### Entries provided

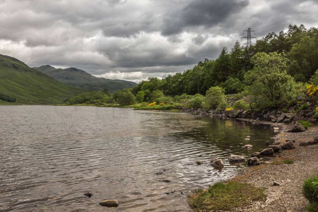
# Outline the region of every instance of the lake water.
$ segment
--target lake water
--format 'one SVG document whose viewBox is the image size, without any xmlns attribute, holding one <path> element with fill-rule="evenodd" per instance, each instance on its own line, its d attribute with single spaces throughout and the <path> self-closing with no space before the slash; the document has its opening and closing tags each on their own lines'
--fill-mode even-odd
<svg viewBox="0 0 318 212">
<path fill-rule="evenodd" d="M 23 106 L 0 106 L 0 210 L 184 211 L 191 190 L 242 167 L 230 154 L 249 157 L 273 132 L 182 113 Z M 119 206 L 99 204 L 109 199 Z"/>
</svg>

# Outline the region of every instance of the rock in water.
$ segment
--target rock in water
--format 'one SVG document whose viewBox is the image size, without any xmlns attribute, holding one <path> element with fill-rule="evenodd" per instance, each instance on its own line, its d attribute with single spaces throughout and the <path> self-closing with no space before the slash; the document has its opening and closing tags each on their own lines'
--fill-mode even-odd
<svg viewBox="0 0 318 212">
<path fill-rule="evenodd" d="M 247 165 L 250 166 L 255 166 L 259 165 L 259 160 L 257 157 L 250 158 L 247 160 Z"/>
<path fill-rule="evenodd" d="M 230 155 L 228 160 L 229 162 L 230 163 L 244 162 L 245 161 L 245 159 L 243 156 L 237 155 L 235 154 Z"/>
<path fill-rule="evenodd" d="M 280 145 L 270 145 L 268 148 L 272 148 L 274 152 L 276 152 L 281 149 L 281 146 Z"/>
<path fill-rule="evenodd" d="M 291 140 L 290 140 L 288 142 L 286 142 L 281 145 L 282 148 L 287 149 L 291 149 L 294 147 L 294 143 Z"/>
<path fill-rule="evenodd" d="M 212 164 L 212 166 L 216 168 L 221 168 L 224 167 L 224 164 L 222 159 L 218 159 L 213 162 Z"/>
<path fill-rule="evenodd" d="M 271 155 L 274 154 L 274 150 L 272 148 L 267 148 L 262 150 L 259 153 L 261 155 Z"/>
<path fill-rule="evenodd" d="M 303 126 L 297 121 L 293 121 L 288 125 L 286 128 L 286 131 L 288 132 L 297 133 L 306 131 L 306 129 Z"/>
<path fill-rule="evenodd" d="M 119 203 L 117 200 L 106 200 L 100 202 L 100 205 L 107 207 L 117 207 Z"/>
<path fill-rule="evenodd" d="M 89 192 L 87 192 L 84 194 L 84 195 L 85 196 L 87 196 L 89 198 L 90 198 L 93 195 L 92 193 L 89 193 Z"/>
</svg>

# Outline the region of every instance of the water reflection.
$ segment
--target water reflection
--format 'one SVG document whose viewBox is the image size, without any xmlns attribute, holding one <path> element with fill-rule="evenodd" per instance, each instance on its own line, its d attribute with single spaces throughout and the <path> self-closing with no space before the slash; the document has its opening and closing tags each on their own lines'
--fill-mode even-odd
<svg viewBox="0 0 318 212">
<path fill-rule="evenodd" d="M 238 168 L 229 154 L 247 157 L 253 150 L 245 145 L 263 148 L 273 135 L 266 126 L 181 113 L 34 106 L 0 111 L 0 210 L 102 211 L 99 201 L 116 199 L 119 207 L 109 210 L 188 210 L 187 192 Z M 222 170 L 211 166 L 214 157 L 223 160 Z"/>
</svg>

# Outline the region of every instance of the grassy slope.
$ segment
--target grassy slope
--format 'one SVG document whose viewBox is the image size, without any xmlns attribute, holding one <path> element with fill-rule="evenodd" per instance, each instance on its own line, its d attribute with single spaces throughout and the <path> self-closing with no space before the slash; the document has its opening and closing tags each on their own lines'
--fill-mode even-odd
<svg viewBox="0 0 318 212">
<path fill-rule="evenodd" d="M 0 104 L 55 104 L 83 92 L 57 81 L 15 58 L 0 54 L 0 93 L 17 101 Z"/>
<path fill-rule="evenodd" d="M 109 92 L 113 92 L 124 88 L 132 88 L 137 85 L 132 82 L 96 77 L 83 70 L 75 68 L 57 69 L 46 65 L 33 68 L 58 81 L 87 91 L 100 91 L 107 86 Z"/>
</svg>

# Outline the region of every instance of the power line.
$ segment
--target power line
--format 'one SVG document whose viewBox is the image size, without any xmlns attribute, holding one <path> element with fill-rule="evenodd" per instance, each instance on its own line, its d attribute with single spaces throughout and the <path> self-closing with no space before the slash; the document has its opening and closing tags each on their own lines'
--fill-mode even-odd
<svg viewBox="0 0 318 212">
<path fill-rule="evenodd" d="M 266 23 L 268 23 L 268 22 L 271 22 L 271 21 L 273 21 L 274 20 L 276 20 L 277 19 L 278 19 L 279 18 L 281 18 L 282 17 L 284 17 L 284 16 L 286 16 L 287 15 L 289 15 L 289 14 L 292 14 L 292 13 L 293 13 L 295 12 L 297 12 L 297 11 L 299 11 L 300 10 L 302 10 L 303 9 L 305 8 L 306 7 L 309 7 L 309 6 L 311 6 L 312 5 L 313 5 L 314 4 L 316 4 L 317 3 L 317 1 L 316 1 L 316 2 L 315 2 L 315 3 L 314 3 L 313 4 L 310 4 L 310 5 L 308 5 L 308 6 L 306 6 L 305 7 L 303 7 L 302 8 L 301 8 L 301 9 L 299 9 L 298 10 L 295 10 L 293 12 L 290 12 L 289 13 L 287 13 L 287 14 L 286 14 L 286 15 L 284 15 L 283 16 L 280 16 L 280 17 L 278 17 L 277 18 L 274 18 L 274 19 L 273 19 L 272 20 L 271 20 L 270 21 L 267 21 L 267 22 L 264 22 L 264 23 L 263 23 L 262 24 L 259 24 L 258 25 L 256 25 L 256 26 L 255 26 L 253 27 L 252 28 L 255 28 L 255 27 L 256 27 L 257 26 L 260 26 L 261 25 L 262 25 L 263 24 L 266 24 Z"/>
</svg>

==

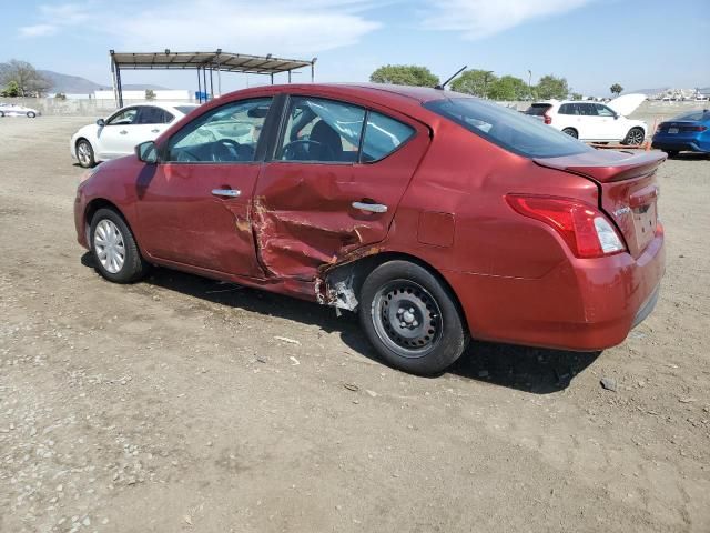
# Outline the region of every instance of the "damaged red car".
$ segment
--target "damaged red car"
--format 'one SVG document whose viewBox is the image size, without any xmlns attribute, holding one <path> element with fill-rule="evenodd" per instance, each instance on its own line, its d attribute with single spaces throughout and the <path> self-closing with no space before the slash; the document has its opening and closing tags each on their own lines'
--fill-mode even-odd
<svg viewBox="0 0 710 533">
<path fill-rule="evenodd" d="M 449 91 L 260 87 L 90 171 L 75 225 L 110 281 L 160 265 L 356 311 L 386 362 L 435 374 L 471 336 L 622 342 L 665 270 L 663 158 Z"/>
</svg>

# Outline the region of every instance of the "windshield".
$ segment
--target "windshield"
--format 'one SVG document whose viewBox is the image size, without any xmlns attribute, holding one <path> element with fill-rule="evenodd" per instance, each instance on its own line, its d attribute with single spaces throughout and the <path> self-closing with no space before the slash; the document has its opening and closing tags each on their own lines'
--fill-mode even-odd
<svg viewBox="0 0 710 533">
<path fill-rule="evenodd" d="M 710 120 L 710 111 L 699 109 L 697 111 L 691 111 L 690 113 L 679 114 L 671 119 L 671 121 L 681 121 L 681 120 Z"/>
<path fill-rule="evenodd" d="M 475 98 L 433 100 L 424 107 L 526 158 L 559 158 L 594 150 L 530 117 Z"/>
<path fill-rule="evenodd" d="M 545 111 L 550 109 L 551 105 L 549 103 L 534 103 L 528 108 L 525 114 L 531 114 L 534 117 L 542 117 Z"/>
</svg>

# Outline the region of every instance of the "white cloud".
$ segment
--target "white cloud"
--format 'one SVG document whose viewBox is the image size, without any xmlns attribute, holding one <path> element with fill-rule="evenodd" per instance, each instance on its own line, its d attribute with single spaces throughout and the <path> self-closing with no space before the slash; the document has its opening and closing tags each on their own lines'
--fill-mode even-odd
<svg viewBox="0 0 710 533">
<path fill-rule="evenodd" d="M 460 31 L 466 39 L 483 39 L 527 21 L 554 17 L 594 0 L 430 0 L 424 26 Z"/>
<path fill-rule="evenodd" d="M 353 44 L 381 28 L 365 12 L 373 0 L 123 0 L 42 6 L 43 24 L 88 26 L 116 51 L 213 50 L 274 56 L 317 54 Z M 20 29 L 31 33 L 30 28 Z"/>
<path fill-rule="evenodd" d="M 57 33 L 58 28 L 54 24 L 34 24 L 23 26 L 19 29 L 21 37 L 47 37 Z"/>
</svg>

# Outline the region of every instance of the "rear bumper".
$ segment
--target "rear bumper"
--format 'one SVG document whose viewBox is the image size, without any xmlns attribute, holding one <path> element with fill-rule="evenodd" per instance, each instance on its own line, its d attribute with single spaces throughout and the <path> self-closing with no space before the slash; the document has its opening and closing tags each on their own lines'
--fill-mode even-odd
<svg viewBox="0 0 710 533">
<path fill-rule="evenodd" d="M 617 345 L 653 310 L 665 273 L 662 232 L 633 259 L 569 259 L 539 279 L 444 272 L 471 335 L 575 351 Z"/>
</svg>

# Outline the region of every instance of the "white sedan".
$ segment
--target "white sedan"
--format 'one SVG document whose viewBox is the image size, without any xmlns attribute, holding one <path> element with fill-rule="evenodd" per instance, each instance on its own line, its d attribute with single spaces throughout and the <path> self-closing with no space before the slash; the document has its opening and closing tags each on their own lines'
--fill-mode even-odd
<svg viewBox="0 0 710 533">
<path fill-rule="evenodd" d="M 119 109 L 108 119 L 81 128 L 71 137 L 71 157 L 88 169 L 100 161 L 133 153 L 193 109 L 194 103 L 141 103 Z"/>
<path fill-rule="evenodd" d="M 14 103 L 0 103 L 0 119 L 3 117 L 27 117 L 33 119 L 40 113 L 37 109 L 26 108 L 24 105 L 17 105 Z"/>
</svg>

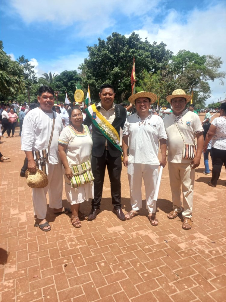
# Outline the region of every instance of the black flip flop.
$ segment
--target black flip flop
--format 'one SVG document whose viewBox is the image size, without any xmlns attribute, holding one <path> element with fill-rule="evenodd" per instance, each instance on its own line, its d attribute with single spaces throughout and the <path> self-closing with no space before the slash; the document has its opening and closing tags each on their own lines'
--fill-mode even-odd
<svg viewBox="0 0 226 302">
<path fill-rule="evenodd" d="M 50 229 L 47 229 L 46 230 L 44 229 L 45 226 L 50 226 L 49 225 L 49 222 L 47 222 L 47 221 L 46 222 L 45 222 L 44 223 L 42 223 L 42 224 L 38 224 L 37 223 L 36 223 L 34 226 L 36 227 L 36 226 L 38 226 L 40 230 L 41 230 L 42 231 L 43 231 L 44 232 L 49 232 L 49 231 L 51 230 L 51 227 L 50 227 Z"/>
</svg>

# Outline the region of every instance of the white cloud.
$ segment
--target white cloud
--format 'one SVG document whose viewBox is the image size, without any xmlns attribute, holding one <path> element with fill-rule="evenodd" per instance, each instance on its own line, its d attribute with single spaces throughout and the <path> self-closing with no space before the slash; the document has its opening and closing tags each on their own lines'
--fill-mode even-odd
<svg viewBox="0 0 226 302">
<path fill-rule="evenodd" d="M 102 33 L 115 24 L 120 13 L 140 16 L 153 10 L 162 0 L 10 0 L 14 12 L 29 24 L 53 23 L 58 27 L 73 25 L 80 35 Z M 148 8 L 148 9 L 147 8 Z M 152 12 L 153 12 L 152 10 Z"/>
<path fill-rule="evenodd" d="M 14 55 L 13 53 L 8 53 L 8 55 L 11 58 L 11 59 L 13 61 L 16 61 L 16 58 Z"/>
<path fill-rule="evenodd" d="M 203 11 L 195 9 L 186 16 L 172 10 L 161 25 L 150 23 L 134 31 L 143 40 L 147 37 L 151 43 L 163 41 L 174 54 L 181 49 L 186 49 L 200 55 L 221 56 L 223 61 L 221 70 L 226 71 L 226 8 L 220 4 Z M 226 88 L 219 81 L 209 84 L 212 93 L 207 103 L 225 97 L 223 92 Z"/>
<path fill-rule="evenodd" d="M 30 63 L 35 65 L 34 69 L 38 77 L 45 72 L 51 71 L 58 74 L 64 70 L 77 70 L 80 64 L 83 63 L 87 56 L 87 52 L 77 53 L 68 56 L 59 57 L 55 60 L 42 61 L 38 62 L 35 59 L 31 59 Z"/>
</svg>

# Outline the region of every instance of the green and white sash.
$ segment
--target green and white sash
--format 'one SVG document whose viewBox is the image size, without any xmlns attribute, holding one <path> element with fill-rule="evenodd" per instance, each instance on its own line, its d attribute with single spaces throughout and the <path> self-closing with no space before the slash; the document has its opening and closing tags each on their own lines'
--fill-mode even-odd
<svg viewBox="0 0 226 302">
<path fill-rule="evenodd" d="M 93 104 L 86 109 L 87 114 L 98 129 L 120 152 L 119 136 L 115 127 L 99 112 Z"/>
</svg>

==

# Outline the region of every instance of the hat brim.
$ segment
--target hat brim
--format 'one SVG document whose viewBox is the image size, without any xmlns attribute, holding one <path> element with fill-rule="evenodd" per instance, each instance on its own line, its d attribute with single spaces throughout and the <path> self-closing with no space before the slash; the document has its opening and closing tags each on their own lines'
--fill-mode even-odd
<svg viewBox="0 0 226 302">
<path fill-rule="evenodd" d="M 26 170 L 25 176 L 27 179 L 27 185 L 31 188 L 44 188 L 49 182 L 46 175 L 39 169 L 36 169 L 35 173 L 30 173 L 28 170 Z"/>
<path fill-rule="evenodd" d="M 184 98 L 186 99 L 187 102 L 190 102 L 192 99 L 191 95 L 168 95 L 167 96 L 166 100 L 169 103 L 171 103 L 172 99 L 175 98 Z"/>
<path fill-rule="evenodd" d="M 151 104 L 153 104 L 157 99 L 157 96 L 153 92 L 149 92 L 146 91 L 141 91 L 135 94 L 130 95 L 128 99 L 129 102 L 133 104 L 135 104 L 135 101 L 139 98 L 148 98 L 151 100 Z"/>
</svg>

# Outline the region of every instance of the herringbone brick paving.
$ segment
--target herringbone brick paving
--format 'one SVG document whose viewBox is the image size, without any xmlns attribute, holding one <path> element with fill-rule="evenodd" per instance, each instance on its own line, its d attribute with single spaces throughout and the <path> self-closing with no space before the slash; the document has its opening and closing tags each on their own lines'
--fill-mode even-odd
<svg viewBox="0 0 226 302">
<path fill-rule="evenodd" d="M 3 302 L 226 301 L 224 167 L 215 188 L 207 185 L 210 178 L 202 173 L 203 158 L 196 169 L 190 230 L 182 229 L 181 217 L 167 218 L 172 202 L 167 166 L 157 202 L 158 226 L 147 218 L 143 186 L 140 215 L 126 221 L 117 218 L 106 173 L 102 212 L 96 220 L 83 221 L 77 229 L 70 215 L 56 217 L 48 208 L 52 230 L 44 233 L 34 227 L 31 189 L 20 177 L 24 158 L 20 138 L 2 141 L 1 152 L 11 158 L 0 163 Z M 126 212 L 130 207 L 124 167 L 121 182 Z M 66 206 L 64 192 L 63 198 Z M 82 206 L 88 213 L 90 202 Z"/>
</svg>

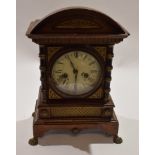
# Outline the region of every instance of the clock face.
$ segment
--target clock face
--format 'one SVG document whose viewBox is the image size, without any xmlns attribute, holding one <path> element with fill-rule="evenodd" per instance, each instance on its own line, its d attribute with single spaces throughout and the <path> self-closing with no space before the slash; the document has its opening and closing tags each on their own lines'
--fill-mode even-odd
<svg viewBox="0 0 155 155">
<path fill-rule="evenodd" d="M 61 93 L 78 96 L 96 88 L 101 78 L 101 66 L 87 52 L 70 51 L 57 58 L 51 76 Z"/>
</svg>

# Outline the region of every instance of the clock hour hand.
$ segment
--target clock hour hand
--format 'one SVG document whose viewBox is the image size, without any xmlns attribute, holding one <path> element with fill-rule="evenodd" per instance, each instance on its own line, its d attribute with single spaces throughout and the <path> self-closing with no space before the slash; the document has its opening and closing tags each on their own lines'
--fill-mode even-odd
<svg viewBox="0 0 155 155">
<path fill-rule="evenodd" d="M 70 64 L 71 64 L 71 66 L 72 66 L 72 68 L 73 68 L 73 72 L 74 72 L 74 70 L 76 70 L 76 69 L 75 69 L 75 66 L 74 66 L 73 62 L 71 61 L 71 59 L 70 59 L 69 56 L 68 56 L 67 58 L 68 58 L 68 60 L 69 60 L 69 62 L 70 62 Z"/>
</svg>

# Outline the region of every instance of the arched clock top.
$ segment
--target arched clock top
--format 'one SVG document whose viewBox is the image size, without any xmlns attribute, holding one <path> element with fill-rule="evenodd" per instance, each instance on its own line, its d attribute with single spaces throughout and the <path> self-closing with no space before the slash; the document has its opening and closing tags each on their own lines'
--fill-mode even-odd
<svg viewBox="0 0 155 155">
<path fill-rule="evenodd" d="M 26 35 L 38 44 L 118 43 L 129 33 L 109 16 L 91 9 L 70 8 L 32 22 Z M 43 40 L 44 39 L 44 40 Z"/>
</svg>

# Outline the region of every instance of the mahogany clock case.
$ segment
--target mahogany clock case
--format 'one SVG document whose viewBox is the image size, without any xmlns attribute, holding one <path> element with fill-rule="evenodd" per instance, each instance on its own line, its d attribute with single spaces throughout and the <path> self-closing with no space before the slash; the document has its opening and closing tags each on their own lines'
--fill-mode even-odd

### What to work on
Locate every line of the listing that contains the word "hour" and copy each one out. Case counts.

### Response to the exercise
# Outline the region of every instance of the clock hour hand.
--target clock hour hand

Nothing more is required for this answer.